====== Data records ======
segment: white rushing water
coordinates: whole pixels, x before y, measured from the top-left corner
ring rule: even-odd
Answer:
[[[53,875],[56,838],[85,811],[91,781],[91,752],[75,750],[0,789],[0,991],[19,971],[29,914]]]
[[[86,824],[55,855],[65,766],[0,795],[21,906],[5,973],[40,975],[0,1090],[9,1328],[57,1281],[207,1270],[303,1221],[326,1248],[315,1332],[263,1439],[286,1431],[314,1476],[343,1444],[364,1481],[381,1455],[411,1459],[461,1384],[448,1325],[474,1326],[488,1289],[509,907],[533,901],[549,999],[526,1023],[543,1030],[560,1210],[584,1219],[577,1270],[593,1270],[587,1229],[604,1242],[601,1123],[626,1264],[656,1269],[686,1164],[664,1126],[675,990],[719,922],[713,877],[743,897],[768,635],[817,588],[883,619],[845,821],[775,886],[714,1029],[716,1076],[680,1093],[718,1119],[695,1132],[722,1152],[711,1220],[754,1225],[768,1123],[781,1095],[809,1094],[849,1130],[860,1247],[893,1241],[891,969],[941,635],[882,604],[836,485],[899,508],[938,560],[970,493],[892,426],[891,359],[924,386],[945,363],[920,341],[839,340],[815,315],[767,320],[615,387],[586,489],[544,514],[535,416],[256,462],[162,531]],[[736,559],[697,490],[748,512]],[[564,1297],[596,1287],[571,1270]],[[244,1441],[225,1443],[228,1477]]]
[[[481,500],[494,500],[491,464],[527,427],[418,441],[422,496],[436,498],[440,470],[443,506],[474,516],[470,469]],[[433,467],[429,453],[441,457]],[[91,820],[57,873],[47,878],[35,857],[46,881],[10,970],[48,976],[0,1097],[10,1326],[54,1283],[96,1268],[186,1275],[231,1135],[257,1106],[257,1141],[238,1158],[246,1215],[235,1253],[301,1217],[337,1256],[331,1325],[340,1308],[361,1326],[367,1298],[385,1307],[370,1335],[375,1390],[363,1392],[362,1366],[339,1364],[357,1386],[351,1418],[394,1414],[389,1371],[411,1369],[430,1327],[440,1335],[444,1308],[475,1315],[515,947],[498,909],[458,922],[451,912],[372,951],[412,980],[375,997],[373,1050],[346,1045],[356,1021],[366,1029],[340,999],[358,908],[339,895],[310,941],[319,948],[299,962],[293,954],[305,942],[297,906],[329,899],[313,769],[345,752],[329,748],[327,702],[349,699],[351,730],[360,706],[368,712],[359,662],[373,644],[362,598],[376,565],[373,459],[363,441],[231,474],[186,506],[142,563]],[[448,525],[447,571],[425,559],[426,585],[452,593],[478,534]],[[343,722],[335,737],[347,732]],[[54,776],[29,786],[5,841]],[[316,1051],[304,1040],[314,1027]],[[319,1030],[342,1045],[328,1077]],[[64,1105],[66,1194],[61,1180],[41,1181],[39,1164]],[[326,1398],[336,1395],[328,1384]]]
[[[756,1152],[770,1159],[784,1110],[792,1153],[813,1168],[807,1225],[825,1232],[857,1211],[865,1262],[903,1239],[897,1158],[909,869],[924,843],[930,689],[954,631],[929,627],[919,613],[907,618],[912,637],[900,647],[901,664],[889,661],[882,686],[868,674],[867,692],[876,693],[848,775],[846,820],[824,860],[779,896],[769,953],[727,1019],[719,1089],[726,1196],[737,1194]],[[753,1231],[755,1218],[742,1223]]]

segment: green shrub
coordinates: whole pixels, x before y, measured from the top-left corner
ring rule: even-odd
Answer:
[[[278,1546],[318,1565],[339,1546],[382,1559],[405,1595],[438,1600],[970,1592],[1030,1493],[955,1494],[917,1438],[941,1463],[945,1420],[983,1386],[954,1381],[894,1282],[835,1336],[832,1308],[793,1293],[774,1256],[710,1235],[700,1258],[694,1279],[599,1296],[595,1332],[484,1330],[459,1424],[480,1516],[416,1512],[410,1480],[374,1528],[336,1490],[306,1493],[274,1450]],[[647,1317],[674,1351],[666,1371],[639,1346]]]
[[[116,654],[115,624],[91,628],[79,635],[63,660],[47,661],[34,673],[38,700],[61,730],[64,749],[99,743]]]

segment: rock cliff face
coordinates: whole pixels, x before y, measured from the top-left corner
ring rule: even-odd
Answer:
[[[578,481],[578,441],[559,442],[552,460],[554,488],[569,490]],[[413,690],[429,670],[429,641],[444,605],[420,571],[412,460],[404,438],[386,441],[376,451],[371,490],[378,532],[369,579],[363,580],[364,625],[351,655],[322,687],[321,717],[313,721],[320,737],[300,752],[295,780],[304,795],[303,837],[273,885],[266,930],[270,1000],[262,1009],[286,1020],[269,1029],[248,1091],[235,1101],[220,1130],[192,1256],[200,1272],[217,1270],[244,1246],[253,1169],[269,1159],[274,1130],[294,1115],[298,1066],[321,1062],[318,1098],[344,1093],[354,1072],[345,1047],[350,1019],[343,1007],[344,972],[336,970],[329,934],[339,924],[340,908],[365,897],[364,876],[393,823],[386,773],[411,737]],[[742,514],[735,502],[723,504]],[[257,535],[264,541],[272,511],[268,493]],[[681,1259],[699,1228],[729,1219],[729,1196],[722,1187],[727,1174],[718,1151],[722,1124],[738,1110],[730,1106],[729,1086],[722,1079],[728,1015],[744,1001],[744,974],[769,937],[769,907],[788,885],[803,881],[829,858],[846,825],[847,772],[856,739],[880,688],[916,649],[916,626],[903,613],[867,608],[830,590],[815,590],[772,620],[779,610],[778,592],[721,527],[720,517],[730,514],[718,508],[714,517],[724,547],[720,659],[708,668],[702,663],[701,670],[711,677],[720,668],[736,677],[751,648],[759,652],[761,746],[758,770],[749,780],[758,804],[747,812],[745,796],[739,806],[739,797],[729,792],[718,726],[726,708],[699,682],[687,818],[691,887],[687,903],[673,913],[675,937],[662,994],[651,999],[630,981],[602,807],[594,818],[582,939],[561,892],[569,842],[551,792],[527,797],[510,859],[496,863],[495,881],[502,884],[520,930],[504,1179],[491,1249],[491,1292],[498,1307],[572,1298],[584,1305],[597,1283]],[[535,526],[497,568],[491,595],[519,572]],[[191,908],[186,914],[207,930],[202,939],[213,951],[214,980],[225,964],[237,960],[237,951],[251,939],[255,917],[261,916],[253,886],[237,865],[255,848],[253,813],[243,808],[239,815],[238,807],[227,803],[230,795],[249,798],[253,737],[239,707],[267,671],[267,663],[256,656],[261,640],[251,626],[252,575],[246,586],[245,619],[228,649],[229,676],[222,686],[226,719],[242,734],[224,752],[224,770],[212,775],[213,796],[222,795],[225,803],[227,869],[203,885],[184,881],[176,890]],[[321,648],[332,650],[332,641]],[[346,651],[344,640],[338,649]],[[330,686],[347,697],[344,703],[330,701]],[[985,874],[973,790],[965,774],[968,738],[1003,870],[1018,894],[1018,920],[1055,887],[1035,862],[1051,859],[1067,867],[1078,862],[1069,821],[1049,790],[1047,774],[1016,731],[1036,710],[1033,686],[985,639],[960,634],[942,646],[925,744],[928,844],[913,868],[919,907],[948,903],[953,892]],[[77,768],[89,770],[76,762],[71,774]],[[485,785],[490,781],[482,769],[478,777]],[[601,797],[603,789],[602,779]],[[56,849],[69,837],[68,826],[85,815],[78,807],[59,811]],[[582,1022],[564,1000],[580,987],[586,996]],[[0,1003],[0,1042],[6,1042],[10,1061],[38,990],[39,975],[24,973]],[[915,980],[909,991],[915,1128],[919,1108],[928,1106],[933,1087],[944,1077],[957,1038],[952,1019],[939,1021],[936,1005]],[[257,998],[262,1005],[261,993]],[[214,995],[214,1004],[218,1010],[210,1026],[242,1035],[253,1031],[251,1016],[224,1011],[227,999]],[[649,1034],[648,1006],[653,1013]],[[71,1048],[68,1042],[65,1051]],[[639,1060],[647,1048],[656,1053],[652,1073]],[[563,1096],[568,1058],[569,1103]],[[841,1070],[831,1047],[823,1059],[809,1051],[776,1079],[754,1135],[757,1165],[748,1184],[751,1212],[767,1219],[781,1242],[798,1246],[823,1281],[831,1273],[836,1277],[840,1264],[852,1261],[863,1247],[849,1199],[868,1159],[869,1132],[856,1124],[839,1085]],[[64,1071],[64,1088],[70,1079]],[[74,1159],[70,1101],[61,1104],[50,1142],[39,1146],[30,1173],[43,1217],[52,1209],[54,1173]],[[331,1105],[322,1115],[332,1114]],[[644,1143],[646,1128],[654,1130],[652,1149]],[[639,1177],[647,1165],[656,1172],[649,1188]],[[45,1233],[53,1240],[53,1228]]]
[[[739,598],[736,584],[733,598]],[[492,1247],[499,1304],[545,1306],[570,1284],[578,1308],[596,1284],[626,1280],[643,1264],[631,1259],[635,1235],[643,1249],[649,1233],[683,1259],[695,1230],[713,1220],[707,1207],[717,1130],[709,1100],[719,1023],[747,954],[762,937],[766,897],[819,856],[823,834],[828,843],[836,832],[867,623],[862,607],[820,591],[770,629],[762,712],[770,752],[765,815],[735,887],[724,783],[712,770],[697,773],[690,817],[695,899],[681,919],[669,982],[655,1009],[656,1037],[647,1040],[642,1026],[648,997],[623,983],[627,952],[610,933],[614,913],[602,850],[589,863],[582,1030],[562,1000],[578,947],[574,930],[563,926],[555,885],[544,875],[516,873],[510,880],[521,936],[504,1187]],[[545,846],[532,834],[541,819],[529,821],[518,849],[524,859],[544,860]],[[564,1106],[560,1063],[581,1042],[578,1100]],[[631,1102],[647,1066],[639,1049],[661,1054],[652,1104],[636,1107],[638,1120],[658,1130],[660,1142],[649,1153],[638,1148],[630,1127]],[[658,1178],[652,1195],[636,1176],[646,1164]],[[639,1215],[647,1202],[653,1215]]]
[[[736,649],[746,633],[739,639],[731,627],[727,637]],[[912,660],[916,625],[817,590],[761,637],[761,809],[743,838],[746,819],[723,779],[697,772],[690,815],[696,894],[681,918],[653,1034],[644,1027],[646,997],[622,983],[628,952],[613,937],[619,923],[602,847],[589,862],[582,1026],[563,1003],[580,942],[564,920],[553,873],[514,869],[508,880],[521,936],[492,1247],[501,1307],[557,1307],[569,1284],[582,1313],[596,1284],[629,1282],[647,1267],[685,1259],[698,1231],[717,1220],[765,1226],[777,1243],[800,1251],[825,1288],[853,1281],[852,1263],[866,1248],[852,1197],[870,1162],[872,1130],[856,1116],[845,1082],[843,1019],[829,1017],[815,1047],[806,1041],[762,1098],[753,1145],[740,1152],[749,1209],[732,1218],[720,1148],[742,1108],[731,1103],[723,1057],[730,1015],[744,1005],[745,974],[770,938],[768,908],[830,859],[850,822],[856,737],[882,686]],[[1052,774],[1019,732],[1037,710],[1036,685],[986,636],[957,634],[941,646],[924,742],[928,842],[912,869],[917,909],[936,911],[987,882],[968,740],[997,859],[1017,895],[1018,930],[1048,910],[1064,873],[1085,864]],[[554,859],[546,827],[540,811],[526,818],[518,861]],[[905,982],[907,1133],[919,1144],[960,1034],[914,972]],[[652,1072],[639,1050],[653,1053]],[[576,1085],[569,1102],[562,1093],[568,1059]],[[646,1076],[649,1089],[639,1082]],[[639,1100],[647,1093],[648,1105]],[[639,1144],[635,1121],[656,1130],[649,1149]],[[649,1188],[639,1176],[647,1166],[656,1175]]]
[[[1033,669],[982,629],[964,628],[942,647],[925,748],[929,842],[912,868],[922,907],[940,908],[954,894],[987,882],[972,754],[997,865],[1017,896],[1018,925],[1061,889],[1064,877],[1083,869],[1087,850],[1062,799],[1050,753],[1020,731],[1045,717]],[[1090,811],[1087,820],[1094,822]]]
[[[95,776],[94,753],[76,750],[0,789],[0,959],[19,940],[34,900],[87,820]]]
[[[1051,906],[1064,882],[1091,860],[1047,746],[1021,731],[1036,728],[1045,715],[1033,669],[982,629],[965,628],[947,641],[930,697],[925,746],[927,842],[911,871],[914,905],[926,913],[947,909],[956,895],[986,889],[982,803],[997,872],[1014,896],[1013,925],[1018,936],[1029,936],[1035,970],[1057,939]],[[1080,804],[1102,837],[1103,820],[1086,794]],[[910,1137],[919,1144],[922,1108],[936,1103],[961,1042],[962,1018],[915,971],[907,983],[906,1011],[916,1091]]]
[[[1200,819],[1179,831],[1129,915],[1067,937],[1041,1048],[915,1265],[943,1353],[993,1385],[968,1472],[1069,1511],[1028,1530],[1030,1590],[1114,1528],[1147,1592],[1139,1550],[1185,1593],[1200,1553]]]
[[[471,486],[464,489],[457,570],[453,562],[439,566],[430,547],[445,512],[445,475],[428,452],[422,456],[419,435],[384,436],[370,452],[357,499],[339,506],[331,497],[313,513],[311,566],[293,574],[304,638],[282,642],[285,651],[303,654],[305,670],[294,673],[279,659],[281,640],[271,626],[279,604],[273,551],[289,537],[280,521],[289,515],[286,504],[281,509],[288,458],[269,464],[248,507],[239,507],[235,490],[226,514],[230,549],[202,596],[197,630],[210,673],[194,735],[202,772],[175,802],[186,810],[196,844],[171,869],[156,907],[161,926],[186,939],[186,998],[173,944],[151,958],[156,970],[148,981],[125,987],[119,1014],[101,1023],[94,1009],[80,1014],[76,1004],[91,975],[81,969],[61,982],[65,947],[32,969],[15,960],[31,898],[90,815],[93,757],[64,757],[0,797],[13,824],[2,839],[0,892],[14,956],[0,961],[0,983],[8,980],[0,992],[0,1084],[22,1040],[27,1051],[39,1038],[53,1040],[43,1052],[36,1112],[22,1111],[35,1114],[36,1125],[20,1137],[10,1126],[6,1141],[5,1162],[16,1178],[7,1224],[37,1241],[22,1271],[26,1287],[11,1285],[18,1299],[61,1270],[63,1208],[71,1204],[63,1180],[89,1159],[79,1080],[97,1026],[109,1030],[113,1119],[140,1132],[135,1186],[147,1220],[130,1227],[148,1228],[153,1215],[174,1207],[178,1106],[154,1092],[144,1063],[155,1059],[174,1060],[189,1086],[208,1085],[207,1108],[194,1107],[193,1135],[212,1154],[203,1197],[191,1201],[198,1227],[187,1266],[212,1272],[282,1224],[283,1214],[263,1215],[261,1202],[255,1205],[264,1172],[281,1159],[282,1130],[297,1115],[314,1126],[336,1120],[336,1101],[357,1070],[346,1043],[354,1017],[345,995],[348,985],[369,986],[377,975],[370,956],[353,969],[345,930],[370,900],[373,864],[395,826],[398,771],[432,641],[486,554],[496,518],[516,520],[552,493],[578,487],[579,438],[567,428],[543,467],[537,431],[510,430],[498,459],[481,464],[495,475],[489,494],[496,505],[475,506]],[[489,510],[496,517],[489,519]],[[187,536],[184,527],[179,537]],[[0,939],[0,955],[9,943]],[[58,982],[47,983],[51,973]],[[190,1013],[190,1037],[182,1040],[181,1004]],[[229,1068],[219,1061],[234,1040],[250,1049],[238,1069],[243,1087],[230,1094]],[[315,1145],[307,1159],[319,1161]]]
======
Your instructions: Each line above that contains "segment" must be copied out.

Answer box:
segment: white rushing water
segment: green shrub
segment: rock cliff face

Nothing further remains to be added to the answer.